» **Available data**
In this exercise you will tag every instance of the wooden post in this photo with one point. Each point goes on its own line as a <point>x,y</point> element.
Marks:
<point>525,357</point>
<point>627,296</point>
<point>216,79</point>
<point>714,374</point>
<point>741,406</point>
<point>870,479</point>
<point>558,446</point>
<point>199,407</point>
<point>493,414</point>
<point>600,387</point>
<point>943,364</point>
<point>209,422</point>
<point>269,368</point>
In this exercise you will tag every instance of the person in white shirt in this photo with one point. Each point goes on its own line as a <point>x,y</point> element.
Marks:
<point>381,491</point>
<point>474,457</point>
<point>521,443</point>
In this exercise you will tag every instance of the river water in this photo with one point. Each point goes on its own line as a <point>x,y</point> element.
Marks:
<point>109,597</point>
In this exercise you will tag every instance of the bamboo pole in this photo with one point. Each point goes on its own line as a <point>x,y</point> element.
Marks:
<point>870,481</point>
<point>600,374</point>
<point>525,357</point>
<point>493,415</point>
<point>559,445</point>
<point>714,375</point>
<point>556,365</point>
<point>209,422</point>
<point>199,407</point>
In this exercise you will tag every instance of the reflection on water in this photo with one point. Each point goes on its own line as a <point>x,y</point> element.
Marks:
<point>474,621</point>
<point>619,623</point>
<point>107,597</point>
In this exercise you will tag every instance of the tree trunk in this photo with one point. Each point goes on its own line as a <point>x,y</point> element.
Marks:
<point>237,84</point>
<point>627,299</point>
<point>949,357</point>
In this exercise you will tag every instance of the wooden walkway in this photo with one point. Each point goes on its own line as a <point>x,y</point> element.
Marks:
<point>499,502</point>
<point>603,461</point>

...

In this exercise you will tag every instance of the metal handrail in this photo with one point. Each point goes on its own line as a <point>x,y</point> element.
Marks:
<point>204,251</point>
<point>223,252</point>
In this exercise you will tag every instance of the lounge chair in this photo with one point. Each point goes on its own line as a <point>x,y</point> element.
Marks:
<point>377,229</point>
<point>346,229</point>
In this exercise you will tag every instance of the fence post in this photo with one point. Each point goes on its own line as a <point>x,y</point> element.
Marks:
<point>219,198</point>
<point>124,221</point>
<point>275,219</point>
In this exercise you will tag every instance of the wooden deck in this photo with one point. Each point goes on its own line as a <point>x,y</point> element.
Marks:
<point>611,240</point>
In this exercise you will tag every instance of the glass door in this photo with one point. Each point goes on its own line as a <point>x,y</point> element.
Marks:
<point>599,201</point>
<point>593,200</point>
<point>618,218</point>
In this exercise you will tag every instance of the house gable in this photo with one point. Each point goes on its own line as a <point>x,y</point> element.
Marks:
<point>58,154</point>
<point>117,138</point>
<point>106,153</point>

» **Work task**
Word for word, restate the lines above from the line containing "In this exercise you will tag every instance of the river" through the line containing "In this exercise you will tag every instance of the bamboo", with both included and nothing else.

» **Output of the exercise**
In this exercise you will tag every instance of the river water in this photo with one point. Each point goes on its own line as a <point>x,y</point> element.
Marks:
<point>109,597</point>
In this exercise you will tag every instance of the bamboo pole in this photo with one point. Each point goes on its own line as a <point>x,y</point> element.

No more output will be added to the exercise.